Stored data entries

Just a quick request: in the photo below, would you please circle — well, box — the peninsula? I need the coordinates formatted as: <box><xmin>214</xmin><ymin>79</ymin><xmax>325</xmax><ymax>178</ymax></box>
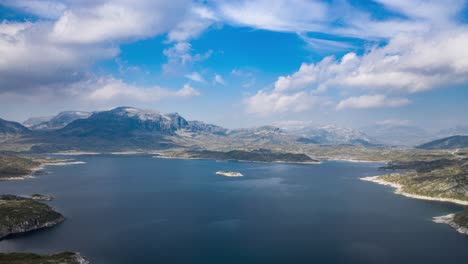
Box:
<box><xmin>361</xmin><ymin>153</ymin><xmax>468</xmax><ymax>235</ymax></box>
<box><xmin>0</xmin><ymin>195</ymin><xmax>64</xmax><ymax>240</ymax></box>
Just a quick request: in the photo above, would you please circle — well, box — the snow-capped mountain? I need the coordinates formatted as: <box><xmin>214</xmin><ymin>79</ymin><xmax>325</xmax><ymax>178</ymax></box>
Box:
<box><xmin>24</xmin><ymin>111</ymin><xmax>91</xmax><ymax>130</ymax></box>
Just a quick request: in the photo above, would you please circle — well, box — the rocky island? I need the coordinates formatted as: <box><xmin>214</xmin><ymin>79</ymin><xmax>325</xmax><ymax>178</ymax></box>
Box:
<box><xmin>0</xmin><ymin>195</ymin><xmax>64</xmax><ymax>240</ymax></box>
<box><xmin>0</xmin><ymin>252</ymin><xmax>89</xmax><ymax>264</ymax></box>
<box><xmin>216</xmin><ymin>171</ymin><xmax>243</xmax><ymax>177</ymax></box>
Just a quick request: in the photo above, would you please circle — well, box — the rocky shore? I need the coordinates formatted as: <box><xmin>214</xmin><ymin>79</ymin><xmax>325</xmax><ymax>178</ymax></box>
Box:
<box><xmin>433</xmin><ymin>213</ymin><xmax>468</xmax><ymax>235</ymax></box>
<box><xmin>0</xmin><ymin>195</ymin><xmax>64</xmax><ymax>240</ymax></box>
<box><xmin>0</xmin><ymin>252</ymin><xmax>89</xmax><ymax>264</ymax></box>
<box><xmin>360</xmin><ymin>175</ymin><xmax>468</xmax><ymax>206</ymax></box>
<box><xmin>216</xmin><ymin>171</ymin><xmax>243</xmax><ymax>177</ymax></box>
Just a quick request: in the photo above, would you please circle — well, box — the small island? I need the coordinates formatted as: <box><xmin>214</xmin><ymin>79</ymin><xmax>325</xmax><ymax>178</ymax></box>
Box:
<box><xmin>216</xmin><ymin>171</ymin><xmax>244</xmax><ymax>177</ymax></box>
<box><xmin>0</xmin><ymin>252</ymin><xmax>89</xmax><ymax>264</ymax></box>
<box><xmin>0</xmin><ymin>195</ymin><xmax>64</xmax><ymax>240</ymax></box>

#### [Problem description]
Each entry needs to be returned verbatim, with its pictures left out.

#### [Expected answer]
Just a quick request: in the photo below, would you please circle — well, box — the peninsula? I need the coordinates formatted as: <box><xmin>214</xmin><ymin>79</ymin><xmax>325</xmax><ymax>178</ymax></box>
Box:
<box><xmin>361</xmin><ymin>153</ymin><xmax>468</xmax><ymax>235</ymax></box>
<box><xmin>0</xmin><ymin>195</ymin><xmax>64</xmax><ymax>240</ymax></box>
Just a quick request: in the photo above, would you please circle — well, box — the snow-capped mountain? I need the coordinates formatted as: <box><xmin>214</xmin><ymin>79</ymin><xmax>325</xmax><ymax>178</ymax></box>
Box:
<box><xmin>24</xmin><ymin>111</ymin><xmax>91</xmax><ymax>130</ymax></box>
Just a quick request: in the photo above, would you please circle — well, box — the rocky island? I need the coordinates formatted as: <box><xmin>214</xmin><ymin>79</ymin><xmax>325</xmax><ymax>178</ymax></box>
Box:
<box><xmin>0</xmin><ymin>195</ymin><xmax>64</xmax><ymax>240</ymax></box>
<box><xmin>0</xmin><ymin>252</ymin><xmax>89</xmax><ymax>264</ymax></box>
<box><xmin>216</xmin><ymin>171</ymin><xmax>243</xmax><ymax>177</ymax></box>
Just a quick request: in the photo above, would you please circle — well, box — the rocky shore? I need the coordinates formatted as: <box><xmin>214</xmin><ymin>79</ymin><xmax>325</xmax><ymax>178</ymax></box>
Box:
<box><xmin>433</xmin><ymin>213</ymin><xmax>468</xmax><ymax>235</ymax></box>
<box><xmin>0</xmin><ymin>195</ymin><xmax>64</xmax><ymax>240</ymax></box>
<box><xmin>0</xmin><ymin>252</ymin><xmax>89</xmax><ymax>264</ymax></box>
<box><xmin>360</xmin><ymin>175</ymin><xmax>468</xmax><ymax>206</ymax></box>
<box><xmin>216</xmin><ymin>171</ymin><xmax>243</xmax><ymax>177</ymax></box>
Just a quick request: in the photo above, would you please circle — well, box — the small island? I need the coordinates formatted as: <box><xmin>214</xmin><ymin>79</ymin><xmax>325</xmax><ymax>178</ymax></box>
Box:
<box><xmin>216</xmin><ymin>171</ymin><xmax>244</xmax><ymax>177</ymax></box>
<box><xmin>0</xmin><ymin>252</ymin><xmax>89</xmax><ymax>264</ymax></box>
<box><xmin>0</xmin><ymin>195</ymin><xmax>64</xmax><ymax>240</ymax></box>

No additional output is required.